Source excerpt:

I am inserting it via a Python app (cassandra-driver==3.17.0) and this is the error stack I get :
start.sh[5625]: [2022-07-12 15:14:39,336]
INFO in db_ops: error = Error from server: code=1500
[Replica(s) failed to execute write]
message="Operation failed - received 0 responses and 2 failures: UNKNOWN from 0.0.0.125:7000, UNKNOWN from 0.0.0.181:7000"
info={'consistency': 'LOCAL_QUORUM', 'required_responses': 2, 'received_responses': 0, 'failures': 2}
If I used half of those characters it works.
new Astra Cassandra CQL Console table description :
token#cqlsh> describe mykeyspace.series;
CREATE TABLE mykeyspace.series (
type text,
name text,
as_of timestamp,
data text,
hash text,
PRIMARY KEY ((type, name, as_of))
) WITH additional_write_policy = '99PERCENTILE'
AND bloom_filter_fp_chance = 0.01
AND caching = {'keys': 'ALL', 'rows_per_partition': 'NONE'}
AND comment = ''
AND compaction = {'class': 'org.apache.cassandra.db.compaction.UnifiedCompactionStrategy'}
AND compression = {'chunk_length_in_kb': '64', 'class': 'org.apache.cassandra.io.compress.LZ4Compressor'}
AND crc_check_chance = 1.0
AND default_time_to_live = 0
AND gc_grace_seconds = 864000
AND max_index_interval = 2048
AND memtable_flush_period_in_ms = 0
AND min_index_interval = 128
AND read_repair = 'BLOCKING'
AND speculative_retry = '99PERCENTILE';
Old Cassandra table description:
ansible#cqlsh> describe mykeyspace.series;
CREATE TABLE mykeyspace.series (
type text,
name text,
as_of timestamp,
data text,
hash text,
PRIMARY KEY ((type, name, as_of))

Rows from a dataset
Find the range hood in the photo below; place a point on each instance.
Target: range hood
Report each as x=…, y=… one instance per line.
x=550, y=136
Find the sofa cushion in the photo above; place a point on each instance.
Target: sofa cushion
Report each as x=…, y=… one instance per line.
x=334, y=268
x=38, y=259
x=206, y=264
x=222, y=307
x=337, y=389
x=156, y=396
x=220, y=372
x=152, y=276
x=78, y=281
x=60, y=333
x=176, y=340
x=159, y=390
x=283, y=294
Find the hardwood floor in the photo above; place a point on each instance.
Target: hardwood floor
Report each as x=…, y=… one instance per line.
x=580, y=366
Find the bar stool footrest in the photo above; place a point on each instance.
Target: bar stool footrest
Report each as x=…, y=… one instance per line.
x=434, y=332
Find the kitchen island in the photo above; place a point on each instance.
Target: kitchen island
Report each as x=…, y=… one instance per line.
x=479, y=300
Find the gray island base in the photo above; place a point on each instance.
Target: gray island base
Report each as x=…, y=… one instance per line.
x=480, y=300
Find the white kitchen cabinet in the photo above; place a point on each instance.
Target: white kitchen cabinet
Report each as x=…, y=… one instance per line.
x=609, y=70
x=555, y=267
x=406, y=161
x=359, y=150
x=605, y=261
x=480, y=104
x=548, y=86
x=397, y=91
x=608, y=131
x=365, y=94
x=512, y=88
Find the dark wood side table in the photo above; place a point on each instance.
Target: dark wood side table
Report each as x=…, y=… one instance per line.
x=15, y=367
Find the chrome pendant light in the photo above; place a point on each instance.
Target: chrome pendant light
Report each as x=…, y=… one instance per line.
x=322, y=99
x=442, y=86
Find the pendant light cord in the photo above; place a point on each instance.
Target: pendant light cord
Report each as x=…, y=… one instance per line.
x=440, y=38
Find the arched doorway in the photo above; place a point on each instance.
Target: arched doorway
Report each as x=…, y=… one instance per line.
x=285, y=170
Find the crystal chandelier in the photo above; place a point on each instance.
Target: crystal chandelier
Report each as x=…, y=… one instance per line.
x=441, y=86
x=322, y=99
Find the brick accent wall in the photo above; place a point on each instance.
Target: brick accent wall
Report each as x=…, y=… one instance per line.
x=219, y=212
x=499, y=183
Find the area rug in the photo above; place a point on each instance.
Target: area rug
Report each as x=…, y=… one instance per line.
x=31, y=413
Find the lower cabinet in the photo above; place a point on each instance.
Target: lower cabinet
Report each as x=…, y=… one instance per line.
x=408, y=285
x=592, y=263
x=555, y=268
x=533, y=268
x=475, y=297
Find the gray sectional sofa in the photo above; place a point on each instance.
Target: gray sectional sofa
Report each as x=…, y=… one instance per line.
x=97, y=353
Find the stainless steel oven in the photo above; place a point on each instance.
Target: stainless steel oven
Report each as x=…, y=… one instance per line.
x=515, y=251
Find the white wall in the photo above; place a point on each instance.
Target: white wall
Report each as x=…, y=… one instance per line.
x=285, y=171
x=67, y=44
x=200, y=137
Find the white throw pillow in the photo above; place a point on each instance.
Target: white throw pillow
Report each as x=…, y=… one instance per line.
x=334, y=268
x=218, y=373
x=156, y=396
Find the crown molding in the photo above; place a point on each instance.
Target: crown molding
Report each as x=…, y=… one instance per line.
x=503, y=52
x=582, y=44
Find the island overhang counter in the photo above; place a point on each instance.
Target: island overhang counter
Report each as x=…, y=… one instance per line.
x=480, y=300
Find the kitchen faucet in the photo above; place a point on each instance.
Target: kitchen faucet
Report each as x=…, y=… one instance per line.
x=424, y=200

Given task: Resume the Cassandra write-error excerpt after its last line. These rows come from a separate source.

Answer for this exercise:
) WITH bloom_filter_fp_chance = 0.01
AND caching = {'keys': 'ALL', 'rows_per_partition': 'NONE'}
AND comment = ''
AND compaction = {'class': 'org.apache.cassandra.db.compaction.SizeTieredCompactionStrategy', 'max_threshold': '32', 'min_threshold': '4'}
AND compression = {'chunk_length_in_kb': '64', 'class': 'org.apache.cassandra.io.compress.LZ4Compressor'}
AND crc_check_chance = 1.0
AND dclocal_read_repair_chance = 0.1
AND default_time_to_live = 0
AND gc_grace_seconds = 864000
AND max_index_interval = 2048
AND memtable_flush_period_in_ms = 0
AND min_index_interval = 128
AND read_repair_chance = 0.0
AND speculative_retry = '99PERCENTILE';
Data sample :
{"type": "OP", "name": "book", "as_of": "2022-03-17", "data": [{"year": 2022, "month": 3, "day": 17, "hour": 0, "quarter": 1, "week": 11, "wk_year": 2022, "is_peak": 0, "value": 1.28056854009628e-08}, .... ], "hash": "84421b8d934b06488e1ac464bd46e83ccd2beea5eb2f9f2c52428b706a9b2a10"}
where this json contains 27.000 entries inside the data array like :
{"year": 2022, "month": 3, "day": 17, "hour": 0, "quarter": 1, "week": 11, "wk_year": 2022, "is_peak": 0, "value": 1.28056854009628e-08}
Python part of the code :
def insert_to_table(self, table_name, **kwargs):
try:
...
elif table_name == "series":
self.session.execute(
self.session.prepare("INSERT INTO series (type, name, as_of, data, hash) VALUES (?, ?, ?, ?, ?)"),
(
kwargs["type"],
kwargs["name"],
kwargs["as_of"],
kwargs["data"],
kwargs["hash"],
),
)
return True
except Exception as error:
current_app.logger.error('src/db/db_ops.py insert_to_table() table_name = %s error = %s', table_name, error)
return False
Big thanks !

you are hitting the configured limit for the maximum mutation size. On Cassandra, this defaults to 16 MB, while on Astra DB at the moment it is 4 MB (it's possible that it will be raised, but performing inserts with veyr large cell sizes is still strongly discouraged).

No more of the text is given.